**What you have to do**
Reproduce every one of the entries below word for word, leaving out the pictures.

**Stored rows**
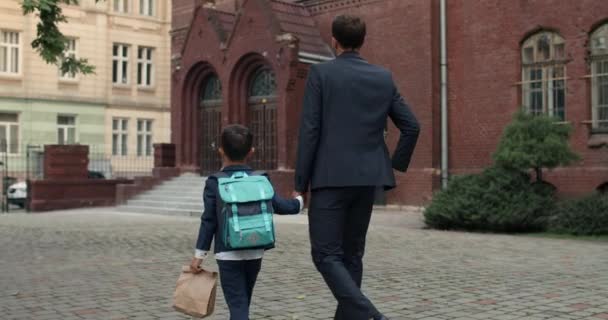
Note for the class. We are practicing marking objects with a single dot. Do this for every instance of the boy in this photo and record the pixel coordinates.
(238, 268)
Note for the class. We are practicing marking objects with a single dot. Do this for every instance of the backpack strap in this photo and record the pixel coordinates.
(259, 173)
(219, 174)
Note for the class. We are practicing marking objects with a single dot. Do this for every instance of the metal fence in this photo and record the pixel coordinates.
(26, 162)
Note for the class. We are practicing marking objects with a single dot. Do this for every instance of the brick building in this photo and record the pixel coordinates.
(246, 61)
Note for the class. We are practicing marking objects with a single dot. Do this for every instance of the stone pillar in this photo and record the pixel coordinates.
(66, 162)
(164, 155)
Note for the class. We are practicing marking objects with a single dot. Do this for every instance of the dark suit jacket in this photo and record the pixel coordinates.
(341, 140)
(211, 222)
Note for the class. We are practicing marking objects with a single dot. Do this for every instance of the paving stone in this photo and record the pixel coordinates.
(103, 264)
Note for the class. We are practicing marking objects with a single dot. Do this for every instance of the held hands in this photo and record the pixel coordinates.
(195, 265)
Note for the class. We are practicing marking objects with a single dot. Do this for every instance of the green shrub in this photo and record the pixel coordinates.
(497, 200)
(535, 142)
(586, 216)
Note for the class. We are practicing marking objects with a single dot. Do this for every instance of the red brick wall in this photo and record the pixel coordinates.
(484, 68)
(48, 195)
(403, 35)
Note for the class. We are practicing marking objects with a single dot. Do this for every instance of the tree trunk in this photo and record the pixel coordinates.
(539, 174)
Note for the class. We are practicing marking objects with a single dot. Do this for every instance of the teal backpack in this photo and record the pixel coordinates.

**Written solution**
Note for the class. We are practicing marking objects with a single dot. Do this for every instance of the boy in this photo and record the pixel coordinates.
(238, 268)
Note for the class. We are practicing marking objects with a single dot. Do this for every instance of the backpack strap in this photo and record the pixel coordinates.
(259, 173)
(219, 174)
Note for the class. We are practicing marking objects with a single dot. Do this for every instance of the metal fence in this photo and record the pixel coordinates.
(26, 162)
Note for the class. We are practicing marking objects with a single dot. Do this for every instance of the brick building in this photo and record the pixel coordinates.
(246, 61)
Note for the class. We are practicing marking objects with a single dot. Do this for every instance of the stone pillar in this photo and record the pixel coordinates.
(66, 162)
(164, 155)
Note for the class. We are practicing marking objects with a single dot. Do this for every instance of the dark suit jacket in this photo and record the pixel coordinates.
(341, 140)
(211, 222)
Note for the class. We are practicing marking objects with a single dot. Do this for every instance of the paving stone in this photo and record the pixel coordinates.
(103, 264)
Note for the class. We are practicing marking objects with a single dot. Do this for every instance of the held hands in this photo and record the pixel coordinates.
(195, 265)
Note for the class. We are practicing marking objects with a single dot. Do this for every instance of the green shrub in this photo and record the pixel coordinates.
(497, 200)
(535, 142)
(586, 216)
Note for the class. We are practicing marking objects with a single dot. Do this for every instance of the red brick wall in this photo and record the pixel coordinates.
(484, 68)
(48, 195)
(403, 35)
Note for the class. We are practicing marking objects with a single dot. Do this for every instance of the tree trunk in this photo and record the pixel coordinates.
(539, 174)
Note for the class. We are practicing marking objects with a single dot. Do this for every instance of the teal backpack in this photo and record the pixel coordinates.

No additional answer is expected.